What needs to be done =
All lines in the records that carry the string "Target" are to be shown.

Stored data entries
=======

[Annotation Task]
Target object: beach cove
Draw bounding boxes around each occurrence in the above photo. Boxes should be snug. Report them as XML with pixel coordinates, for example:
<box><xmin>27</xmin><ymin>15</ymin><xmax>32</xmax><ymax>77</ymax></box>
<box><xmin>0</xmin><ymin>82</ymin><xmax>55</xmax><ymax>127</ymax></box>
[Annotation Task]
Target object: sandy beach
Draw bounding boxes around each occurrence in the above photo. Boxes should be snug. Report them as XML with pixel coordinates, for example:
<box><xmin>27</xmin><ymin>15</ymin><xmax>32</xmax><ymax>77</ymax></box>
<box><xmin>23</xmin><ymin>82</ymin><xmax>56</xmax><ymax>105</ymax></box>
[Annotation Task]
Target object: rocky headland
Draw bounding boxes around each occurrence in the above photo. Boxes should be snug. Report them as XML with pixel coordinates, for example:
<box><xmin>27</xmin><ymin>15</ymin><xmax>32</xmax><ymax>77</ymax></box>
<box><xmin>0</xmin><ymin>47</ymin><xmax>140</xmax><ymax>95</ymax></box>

=======

Answer for the task =
Target object: beach cove
Target object: sandy beach
Target object: rocky headland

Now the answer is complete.